◆ The task
Repeat the records verbatim from their first line and stop after the line containing "127), (37, 136)]", including that line.

◆ Records provided
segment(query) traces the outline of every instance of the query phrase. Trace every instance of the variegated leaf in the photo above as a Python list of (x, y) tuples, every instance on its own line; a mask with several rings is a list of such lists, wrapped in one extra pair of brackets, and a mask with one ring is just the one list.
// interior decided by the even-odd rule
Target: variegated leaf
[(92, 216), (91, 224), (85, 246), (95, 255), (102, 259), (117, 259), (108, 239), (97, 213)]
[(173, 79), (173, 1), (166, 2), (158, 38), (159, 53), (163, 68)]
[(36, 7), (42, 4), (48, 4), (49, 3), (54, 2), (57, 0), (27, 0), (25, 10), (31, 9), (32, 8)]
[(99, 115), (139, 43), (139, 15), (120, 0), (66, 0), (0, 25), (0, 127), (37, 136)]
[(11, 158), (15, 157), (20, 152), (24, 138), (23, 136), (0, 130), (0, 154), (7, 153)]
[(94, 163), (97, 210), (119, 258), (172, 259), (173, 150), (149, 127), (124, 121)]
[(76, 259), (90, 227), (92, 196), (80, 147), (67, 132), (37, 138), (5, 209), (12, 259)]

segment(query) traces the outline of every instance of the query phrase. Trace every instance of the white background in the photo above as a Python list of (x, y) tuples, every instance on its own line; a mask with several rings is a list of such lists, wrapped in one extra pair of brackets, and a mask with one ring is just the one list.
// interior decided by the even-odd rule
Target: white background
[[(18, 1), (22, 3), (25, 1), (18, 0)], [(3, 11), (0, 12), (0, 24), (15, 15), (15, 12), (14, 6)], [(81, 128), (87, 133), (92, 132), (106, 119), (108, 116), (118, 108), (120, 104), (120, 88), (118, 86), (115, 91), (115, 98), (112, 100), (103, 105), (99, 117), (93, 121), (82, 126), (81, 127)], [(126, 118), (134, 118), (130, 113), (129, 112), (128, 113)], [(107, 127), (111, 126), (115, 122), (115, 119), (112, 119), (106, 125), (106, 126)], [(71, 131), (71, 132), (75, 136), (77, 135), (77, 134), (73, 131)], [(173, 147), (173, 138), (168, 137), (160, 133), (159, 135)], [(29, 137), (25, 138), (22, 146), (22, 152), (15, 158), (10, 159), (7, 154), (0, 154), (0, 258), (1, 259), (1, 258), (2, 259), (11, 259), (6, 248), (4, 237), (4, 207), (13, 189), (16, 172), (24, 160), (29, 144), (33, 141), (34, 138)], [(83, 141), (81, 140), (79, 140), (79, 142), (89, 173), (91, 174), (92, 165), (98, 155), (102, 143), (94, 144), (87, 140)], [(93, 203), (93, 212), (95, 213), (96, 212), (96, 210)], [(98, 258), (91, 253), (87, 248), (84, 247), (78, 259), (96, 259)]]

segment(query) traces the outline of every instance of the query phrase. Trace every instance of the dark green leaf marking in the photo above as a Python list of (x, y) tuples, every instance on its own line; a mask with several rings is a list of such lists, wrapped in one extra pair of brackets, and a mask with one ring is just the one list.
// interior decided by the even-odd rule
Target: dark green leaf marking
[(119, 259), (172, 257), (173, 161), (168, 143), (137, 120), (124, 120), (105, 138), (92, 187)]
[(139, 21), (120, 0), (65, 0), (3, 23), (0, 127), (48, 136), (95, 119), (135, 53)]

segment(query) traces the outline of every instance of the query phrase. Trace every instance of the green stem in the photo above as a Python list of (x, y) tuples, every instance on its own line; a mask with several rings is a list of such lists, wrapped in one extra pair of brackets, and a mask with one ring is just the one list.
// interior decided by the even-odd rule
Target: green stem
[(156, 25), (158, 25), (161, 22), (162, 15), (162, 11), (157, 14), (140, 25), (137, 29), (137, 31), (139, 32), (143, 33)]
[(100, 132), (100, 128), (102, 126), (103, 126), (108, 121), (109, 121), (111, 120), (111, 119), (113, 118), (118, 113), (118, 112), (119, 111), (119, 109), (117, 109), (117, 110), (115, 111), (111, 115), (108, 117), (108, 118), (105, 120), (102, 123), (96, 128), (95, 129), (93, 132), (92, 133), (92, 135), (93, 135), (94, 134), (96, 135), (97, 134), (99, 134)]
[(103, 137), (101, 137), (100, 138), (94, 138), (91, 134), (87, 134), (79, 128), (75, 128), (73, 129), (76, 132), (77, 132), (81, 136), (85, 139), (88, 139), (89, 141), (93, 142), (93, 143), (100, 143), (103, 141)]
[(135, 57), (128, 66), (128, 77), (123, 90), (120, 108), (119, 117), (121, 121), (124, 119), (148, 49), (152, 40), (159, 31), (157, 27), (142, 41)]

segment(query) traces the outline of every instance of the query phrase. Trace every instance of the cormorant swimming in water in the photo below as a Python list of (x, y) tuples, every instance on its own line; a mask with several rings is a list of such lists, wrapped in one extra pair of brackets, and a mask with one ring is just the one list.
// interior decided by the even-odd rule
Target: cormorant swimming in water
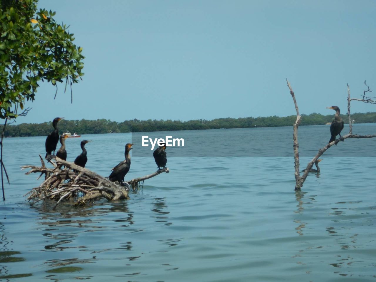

◆ Finished exercise
segment(query) traces the outline of every instance of the query phrase. Trace every instance of the variegated leaf in the photo above as a Python list of (x, y) tuples, every instance on its own line; a mask with several rings is a list of such lists, wrapped in one extra pair of brackets, and a mask with one ring is just the one list.
// interior decided by the even-odd rule
Target: variegated leaf
[(92, 216), (91, 224), (85, 246), (95, 255), (102, 259), (117, 259), (108, 239), (97, 213)]
[(173, 79), (173, 1), (166, 2), (158, 38), (159, 53), (163, 68)]
[(36, 7), (42, 4), (48, 4), (49, 3), (54, 2), (57, 0), (27, 0), (25, 10), (31, 9), (32, 8)]
[(99, 115), (139, 43), (139, 15), (120, 0), (66, 0), (0, 25), (0, 127), (37, 136)]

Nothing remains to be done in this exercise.